BACAAN YANG DIBERIKAN:

---

Hard News

Begini Tanggapan GPK soal Gerakan di Rumah Saja Sabtu – Minggu

Jateng & DIY

30 Maret 2021 08:54 WIB

Suasana kegiatan Harlah GPK pada Minggu (28/3/2021).

SOLO, solotrust.com- Gerakan di rumah saja Sabtu-Minggu ditanggapi beragam oleh masyarakat Solo, hal yang sama juga diutarakan oleh pimpinan Gerakan Pemuda Ka’bah (GPK) kota Solo Nurul huda.

“Kita semua mengetahui virus corona merajalela luar biasa bahkan orang yang terindikasi / reaktifpun tidak mengetahuinya.” Ucapnya dalam rilis yang diterima redaksi, Senin (29/3/2021).



Gubernur Jawa Tengah Ganjar Pranowo telah menerbitkan Surat Edaran (SE) tentang pelaksanaan gerakan "Jateng di Rumah Saja" pada 6-7 Februari 2021. SE Gubernur Jateng itu bernomor 443.5/0001933 tentang Peningkatan Kedisiplinan dan Pengetatan Protokol Kesehatan pada Pemberlakuan Pembatasan Kegiatan Masyarakat (PPKM) Tahap II. Edaran tersebut telah disampaikan kepada seluruh pemerintah daerah di Jateng sebagai dasar membuat regulasi di kota/kabupaten masing-masing.

“Pertanyaannya adalah apakah semua efektif untuk masing – masing daerah tidak gebyah uyah saja,” ujar Nurul huda

Menurutnya semua harus dikaji lebih mendalam, di sisi lain tidak bermaksud mengenyampikan bahaya dari corona itu sendiri.

---

DATA TERSIMPAN:
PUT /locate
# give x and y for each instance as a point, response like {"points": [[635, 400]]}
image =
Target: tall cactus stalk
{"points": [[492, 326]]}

---

PERINTAH 1:
Bisakah Anda menuliskan ulang kata demi kata bagian berita tentang tanggapan GPK antara "Jateng & DIY" dan "Solo Nurul huda.", termasuk kedua batas itu?
PERINTAH 2:
Bisakah Anda melanjutkan berita tentang tanggapan GPK terhadap gerakan di rumah saja, dimulai setelah kalimat terakhirnya?

JAWABAN 1:
Jateng & DIY

30 Maret 2021 08:54 WIB

Suasana kegiatan Harlah GPK pada Minggu (28/3/2021).

SOLO, solotrust.com- Gerakan di rumah saja Sabtu-Minggu ditanggapi beragam oleh masyarakat Solo, hal yang sama juga diutarakan oleh pimpinan Gerakan Pemuda Ka’bah (GPK) kota Solo Nurul huda.

JAWABAN 2:
Ganjalan yang perlu dipikirkan juga adalah dampak sektor ekonomi, apakah setiap daerah mampu memikulnya.  Masyarakat Indonesia utamanya warga Solo kebanyakan bergerak di sektor non formal dengan pendapatan perkapita kelas menengah bahkan di bawahnya, banyak industri tutup dan PHK dimana – mana, mereka berupaya memenuhi hidup pokoknya dengan berjualan dari HIK angkringan, jualan olahan rumahan dll.

Senada dari pemberlakuan itu seorang Ahli Epidemiologi Universitas Indonesia (UI) Pandu Riono mengatakan, lockdown akhir pekan dinilai tidak efektif dalam menekan penyebaran Covid-19.  masa inkubasi virus SARS-CoV-2 yang menyebabkan Covid-19 adalah 14 hari. Jika hanya ada dua hari pembatasan pergerakan, misalnya Sabtu-Minggu, maka hari ketiga bisa tetap terjadi penularan.

Lockdown bukan bertujuan membatasi pergerakan orang, tetapi untuk memaksimalkan pelacakan dan tes untuk orang yang pernah kontak erat dengan kasus positif.

“Bukan sekedar kita menolak, tapi mari kita juga pikirkan solusi bersama utamanya soal kebutuhan primer masyarakat utamanya warga Solo yang harus terpenuhi, mungkin pembatasan jam berjualan, memaksimalkan aparat lebih aktif menindak tongkrongan anak – anak motor dipinggir – pinggir jalan yang masih saja terjadi dan mendisiplinkan 3 M secara aktif bahkan saksi denda.” Ungkapnya.